- _Task_
Report every line in the records below that contains the word "hillside" and copy each such line in full.

** start of Supplied records **

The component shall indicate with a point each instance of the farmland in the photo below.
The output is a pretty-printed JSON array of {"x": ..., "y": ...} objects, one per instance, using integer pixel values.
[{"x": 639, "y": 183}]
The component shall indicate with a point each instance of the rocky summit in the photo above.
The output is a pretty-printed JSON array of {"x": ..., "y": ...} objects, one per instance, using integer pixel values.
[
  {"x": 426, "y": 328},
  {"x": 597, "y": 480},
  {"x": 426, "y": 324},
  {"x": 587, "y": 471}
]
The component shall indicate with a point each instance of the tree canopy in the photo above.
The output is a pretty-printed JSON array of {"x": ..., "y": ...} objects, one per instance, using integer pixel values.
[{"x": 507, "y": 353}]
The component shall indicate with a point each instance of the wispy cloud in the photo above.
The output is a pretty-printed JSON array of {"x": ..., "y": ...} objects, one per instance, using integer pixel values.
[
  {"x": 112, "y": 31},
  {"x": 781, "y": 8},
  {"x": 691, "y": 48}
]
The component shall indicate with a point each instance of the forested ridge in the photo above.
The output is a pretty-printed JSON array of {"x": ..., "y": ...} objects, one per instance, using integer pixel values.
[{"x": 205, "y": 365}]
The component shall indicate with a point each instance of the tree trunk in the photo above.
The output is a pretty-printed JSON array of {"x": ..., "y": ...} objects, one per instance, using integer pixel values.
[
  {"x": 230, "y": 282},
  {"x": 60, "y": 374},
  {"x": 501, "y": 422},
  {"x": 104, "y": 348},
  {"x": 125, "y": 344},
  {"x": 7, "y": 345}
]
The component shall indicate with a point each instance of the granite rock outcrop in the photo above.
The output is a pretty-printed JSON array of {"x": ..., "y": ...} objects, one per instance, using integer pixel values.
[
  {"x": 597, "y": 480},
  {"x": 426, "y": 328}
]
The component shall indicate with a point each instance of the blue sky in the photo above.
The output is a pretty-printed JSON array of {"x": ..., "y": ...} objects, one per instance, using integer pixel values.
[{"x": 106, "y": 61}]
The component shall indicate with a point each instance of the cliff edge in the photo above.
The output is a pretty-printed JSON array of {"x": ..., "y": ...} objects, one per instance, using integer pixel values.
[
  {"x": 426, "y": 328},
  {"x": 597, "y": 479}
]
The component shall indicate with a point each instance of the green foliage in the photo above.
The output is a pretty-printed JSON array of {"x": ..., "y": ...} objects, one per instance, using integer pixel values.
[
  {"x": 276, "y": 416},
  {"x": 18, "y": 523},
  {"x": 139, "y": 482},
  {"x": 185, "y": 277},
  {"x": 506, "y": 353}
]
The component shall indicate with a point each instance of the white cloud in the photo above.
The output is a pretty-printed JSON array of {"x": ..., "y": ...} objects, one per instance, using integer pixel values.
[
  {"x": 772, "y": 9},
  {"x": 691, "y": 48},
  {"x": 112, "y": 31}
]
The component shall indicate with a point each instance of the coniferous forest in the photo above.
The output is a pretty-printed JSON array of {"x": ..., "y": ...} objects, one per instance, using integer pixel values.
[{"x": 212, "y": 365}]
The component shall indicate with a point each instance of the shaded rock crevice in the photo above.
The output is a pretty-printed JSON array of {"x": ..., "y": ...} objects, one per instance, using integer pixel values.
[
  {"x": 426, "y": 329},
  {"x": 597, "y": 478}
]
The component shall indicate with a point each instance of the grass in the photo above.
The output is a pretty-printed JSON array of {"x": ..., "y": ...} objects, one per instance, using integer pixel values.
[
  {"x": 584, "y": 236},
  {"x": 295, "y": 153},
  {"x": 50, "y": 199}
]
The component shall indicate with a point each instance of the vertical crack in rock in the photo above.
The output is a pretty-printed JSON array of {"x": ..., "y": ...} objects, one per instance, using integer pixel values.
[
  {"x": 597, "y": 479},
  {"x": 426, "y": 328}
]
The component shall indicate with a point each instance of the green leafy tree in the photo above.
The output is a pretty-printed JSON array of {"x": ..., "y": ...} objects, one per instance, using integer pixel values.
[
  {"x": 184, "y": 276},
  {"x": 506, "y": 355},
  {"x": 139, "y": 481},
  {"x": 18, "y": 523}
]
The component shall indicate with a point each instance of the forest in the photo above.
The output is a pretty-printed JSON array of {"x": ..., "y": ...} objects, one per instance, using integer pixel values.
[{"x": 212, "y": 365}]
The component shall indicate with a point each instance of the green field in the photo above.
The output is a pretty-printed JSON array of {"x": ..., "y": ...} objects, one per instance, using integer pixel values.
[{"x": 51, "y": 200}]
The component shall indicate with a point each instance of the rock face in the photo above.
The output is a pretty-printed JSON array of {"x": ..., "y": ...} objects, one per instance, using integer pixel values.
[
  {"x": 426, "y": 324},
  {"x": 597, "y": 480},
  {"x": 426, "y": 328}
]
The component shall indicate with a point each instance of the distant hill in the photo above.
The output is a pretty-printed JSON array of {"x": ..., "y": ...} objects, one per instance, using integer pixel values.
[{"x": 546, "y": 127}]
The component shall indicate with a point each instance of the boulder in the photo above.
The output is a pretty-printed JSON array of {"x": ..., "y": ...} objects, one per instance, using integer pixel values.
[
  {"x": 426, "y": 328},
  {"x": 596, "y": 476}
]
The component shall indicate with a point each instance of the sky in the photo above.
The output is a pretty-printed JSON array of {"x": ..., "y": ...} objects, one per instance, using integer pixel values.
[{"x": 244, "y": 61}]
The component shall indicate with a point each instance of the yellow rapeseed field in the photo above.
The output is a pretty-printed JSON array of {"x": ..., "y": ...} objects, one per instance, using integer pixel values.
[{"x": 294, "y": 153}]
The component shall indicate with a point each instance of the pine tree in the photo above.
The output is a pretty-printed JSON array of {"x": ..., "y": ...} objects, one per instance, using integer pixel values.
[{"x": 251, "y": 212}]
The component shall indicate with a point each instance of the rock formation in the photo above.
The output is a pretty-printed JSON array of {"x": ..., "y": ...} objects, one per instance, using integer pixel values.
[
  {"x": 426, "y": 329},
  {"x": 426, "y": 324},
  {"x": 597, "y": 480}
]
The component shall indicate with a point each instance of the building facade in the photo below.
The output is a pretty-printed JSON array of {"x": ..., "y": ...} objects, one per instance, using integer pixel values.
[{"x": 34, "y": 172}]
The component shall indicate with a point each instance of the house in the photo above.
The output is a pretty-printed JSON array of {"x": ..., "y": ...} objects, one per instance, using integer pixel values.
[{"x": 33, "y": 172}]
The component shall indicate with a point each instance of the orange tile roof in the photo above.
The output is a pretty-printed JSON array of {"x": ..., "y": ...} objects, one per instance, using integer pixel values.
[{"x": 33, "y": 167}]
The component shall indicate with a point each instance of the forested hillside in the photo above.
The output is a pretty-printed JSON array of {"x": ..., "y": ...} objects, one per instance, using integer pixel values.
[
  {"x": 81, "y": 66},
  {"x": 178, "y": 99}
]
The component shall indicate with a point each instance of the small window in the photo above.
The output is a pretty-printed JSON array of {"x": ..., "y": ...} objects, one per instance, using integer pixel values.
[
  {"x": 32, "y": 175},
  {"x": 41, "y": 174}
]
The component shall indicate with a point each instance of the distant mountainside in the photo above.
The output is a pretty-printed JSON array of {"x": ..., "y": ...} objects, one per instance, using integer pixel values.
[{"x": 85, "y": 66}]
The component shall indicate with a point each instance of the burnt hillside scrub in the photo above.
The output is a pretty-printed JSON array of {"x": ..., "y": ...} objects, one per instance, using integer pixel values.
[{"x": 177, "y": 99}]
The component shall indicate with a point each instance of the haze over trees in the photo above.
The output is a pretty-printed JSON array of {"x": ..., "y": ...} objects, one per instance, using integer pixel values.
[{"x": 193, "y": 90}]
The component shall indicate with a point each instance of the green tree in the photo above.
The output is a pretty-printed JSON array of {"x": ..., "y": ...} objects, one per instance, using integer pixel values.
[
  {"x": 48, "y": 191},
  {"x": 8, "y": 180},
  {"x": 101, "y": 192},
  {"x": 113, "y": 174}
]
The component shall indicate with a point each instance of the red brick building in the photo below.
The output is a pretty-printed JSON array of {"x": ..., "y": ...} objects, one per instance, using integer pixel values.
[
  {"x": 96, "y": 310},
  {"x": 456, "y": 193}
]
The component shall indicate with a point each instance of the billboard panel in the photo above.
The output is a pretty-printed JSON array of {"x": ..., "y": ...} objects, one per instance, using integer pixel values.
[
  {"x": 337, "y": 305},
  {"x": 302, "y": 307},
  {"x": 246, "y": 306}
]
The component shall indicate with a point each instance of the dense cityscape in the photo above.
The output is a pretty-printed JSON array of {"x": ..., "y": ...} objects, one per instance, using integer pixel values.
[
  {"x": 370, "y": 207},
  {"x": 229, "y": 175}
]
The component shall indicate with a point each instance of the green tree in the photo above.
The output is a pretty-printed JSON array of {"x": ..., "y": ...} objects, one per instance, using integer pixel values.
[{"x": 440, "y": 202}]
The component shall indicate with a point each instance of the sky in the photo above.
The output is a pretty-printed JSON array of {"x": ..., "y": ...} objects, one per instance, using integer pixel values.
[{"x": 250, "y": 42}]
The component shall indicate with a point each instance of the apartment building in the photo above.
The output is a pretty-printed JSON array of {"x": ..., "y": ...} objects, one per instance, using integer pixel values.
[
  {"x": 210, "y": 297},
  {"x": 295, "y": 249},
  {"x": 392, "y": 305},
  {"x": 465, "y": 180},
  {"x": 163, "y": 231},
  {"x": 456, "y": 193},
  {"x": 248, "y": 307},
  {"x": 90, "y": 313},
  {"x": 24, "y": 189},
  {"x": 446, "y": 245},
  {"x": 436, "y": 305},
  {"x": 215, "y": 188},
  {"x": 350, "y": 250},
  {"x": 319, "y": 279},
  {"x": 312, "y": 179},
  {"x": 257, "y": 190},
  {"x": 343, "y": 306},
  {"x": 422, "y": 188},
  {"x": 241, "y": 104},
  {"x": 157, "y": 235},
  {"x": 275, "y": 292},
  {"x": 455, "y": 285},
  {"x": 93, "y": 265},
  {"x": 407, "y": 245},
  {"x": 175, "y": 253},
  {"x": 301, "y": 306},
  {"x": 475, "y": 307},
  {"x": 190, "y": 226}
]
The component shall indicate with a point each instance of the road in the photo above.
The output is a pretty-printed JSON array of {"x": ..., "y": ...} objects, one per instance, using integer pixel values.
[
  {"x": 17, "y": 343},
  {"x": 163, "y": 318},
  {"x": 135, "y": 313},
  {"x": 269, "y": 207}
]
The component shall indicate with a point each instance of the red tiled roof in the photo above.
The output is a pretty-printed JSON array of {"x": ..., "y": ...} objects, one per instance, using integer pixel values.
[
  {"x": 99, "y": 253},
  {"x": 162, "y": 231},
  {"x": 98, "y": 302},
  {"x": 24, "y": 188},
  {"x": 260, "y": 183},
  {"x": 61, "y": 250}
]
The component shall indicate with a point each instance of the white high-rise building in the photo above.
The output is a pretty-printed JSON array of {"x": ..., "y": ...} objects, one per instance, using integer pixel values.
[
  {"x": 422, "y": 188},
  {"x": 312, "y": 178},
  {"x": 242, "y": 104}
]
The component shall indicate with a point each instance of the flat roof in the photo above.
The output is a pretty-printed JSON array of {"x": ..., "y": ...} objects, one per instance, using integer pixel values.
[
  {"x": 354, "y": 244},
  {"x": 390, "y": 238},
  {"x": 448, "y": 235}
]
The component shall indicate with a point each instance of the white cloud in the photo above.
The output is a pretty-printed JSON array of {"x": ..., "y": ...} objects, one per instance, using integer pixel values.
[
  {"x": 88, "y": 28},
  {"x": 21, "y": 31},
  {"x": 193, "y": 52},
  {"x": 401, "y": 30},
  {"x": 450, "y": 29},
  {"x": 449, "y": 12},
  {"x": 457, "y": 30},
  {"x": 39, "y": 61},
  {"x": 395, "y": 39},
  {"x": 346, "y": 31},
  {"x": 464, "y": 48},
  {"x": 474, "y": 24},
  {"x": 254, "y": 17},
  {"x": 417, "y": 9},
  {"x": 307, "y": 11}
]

** end of Supplied records **

- _Response to the exercise_
The component shall indicate with a point each instance of the forested hillside in the photo above.
The component shall indicate with a point each instance of the burnt hillside scrub in the photo above.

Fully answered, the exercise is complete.